◆ Given passage
[Start of section]
The UN estimates that in the past few weeks, over 330,000 people have fled into Tawila after the Rapid Support Forces (RSF) launched violent attacks in the Zamzam and Abu Shouk displacement camps and in El Fasher, the regional capital. 

Over 100,000 people also remain trapped in El Fasher. 

‘Massive’ humanitarian needs

Since the beginning of the civil war in Sudan in April 2023, over 18,000 civilians have been killed and over 13 million have been forced from their homes. 

According to UN estimates, over 30.4 million Sudanese are in desperate need of humanitarian aid. 

The World Food Programme (WFP) has provided food assistance to over 300,000 people from the Zamzam displacement camp. Yet, UN Humanitarian Affairs Coordinator Tom Fletcher noted on Thursday that needs remain “massive” in the region. 

“Our humanitarian colleagues also underscore the urgent need for stepped-up, flexible funding to sustain and expand life-saving support for people in need in North Darfur and elsewhere in Sudan,” said UN Deputy Spokesperson Farhan Haq, briefing reporters on Friday.
[End of section]
◆ Set of tasks
• A. From the Sudan report, extract the text starting with "The UN estimates" and going on through "in El Fasher.".
• B. Answer these questions from the Sudan report:
(i) How many people remain trapped in El Fasher?
(ii) In what month and year did the civil war in Sudan begin?
(iii) Who briefed reporters on Friday?

◆ Extracted data
[Start of section]
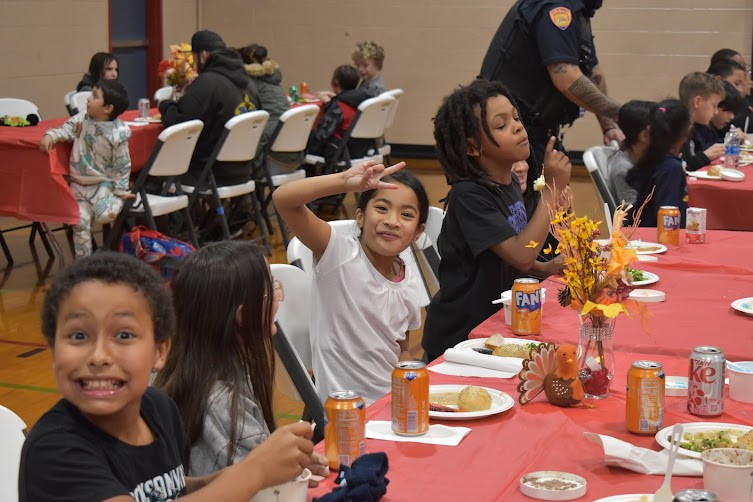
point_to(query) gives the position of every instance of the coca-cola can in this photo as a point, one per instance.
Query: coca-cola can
(706, 381)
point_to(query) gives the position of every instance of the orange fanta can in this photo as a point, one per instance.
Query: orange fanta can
(526, 307)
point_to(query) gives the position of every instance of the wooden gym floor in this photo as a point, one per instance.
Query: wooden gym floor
(27, 384)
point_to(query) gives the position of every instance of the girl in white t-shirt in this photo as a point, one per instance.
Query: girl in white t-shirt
(365, 300)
[End of section]
◆ Responses to the tasks
• A.
The UN estimates that in the past few weeks, over 330,000 people have fled into Tawila after the Rapid Support Forces (RSF) launched violent attacks in the Zamzam and Abu Shouk displacement camps and in El Fasher, the regional capital. 

Over 100,000 people also remain trapped in El Fasher.

• B.
(i) Over 100,000 people
(ii) April 2023
(iii) UN Deputy Spokesperson Farhan Haq